Tally the lines in the items below that contain the string "jacket". Treat uppercase and lowercase as different, and reply with the number alone.

==========

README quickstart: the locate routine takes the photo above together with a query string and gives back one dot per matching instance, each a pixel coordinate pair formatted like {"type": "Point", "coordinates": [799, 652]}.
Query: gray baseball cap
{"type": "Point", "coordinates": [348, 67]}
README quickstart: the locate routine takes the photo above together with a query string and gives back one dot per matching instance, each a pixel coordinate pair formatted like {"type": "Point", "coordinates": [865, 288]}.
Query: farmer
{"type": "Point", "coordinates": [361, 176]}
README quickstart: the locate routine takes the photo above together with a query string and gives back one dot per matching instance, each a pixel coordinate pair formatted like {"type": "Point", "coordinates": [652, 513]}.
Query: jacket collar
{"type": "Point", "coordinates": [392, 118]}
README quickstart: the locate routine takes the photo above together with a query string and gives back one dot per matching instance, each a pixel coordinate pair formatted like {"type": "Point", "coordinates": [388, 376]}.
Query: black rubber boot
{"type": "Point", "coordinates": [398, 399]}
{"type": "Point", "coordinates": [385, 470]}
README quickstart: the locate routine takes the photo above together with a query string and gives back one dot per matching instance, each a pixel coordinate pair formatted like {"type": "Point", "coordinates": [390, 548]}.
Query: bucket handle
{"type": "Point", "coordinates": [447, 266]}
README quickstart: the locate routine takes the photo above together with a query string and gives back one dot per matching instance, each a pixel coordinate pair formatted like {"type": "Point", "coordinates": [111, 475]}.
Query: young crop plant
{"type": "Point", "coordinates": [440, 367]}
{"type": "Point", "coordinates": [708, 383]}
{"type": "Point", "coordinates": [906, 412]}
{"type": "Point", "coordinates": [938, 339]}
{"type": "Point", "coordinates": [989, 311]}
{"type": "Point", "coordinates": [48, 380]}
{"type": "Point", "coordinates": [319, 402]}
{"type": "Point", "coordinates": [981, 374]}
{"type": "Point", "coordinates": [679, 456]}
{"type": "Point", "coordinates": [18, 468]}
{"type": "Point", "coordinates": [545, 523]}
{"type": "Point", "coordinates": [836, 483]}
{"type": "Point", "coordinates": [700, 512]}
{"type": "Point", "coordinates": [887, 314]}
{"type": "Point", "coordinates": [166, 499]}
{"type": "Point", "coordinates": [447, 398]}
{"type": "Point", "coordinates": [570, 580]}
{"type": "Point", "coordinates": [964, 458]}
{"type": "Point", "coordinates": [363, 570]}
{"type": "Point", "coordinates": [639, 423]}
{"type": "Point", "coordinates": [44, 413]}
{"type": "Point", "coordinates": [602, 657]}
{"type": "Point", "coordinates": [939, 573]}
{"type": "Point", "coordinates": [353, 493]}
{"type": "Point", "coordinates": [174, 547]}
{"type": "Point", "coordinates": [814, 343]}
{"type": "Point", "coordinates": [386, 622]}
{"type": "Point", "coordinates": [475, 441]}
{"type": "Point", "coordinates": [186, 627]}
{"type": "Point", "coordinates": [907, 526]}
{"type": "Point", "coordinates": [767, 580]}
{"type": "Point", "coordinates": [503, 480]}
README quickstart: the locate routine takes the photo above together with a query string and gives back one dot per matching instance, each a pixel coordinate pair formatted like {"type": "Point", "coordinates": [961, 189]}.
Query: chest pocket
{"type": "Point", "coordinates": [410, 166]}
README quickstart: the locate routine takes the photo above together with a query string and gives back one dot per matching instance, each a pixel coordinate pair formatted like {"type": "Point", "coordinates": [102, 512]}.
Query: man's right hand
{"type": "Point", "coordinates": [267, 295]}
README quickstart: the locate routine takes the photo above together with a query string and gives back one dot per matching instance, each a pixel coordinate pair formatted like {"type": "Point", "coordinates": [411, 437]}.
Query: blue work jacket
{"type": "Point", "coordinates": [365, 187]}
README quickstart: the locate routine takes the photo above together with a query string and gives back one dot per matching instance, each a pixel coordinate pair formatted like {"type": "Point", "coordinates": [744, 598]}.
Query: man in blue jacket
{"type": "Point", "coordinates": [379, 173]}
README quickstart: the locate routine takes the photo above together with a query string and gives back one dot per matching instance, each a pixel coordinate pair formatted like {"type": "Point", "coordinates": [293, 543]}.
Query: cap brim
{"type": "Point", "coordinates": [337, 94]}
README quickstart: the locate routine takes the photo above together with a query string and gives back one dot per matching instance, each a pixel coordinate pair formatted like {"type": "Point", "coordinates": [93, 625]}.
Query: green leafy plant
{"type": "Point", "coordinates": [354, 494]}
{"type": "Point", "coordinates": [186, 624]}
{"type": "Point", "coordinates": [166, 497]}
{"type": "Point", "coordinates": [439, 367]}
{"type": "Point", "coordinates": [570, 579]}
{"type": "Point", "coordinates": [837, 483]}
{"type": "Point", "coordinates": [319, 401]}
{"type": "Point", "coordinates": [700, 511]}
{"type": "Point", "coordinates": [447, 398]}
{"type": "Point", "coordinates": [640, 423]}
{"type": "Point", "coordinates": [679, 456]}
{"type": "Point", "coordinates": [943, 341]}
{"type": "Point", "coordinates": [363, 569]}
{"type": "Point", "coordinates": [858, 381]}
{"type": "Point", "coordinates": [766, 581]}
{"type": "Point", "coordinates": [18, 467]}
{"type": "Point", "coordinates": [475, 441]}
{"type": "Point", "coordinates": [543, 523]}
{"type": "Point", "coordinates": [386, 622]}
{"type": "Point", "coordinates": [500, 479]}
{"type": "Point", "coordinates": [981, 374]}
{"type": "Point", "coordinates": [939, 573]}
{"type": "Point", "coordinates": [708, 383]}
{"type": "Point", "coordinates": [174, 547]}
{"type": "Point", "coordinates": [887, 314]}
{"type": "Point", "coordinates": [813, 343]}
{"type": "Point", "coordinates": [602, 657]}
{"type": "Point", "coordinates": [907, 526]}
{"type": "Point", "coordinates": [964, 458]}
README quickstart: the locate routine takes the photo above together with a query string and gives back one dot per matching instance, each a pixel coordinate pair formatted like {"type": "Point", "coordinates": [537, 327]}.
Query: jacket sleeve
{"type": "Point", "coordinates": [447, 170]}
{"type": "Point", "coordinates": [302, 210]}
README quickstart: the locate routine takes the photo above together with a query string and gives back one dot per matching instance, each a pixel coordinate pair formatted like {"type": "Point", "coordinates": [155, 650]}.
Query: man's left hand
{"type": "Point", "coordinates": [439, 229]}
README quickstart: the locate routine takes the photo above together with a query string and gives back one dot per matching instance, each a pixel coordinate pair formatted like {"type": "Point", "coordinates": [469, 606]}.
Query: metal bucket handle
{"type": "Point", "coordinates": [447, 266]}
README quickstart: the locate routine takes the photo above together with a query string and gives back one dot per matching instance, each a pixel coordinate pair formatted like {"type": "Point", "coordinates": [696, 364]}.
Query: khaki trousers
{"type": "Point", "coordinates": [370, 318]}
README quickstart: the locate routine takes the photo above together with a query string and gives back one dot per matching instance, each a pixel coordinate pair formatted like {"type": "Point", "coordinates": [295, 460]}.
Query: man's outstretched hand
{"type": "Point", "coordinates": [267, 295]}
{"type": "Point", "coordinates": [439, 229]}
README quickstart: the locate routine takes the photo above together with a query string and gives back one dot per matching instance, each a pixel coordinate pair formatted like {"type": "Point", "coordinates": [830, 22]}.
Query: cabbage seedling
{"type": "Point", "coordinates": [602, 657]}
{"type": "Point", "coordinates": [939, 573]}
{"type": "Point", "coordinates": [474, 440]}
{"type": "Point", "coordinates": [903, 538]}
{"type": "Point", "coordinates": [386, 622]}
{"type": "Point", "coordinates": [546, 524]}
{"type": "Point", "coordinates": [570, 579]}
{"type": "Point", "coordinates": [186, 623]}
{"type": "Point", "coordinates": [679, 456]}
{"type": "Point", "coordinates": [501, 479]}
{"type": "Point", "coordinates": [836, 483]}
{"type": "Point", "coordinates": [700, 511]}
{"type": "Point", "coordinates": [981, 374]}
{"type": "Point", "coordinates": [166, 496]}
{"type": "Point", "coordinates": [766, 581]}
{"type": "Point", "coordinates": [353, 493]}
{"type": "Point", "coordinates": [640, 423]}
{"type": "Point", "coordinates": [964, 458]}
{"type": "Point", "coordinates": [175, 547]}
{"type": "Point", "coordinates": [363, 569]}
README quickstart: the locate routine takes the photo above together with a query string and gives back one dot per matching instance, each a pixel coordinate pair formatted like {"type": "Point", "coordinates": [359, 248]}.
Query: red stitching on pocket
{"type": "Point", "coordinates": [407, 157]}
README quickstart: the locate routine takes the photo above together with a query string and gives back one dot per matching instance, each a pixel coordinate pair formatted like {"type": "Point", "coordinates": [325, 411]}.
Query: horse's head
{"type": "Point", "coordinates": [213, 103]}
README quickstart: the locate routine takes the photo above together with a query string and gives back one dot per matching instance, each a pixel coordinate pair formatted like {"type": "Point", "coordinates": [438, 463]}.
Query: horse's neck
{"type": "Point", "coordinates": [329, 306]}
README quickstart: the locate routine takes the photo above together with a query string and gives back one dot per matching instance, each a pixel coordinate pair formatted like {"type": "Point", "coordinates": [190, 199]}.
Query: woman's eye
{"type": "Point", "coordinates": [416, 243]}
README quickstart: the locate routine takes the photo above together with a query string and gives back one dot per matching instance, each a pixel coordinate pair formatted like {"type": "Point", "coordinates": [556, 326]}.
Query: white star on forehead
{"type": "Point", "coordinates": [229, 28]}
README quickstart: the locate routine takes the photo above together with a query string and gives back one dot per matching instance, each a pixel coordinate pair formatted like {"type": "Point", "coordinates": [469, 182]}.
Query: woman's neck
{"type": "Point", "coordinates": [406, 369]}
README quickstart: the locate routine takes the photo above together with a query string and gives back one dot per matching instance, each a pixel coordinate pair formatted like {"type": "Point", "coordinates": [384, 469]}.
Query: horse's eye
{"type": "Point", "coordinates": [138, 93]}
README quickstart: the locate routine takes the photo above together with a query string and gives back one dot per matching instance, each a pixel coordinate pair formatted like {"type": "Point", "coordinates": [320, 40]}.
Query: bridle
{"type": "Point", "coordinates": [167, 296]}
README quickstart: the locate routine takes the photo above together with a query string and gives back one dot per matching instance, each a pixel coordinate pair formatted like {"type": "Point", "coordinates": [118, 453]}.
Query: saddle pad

==========

# OUTPUT BELOW
4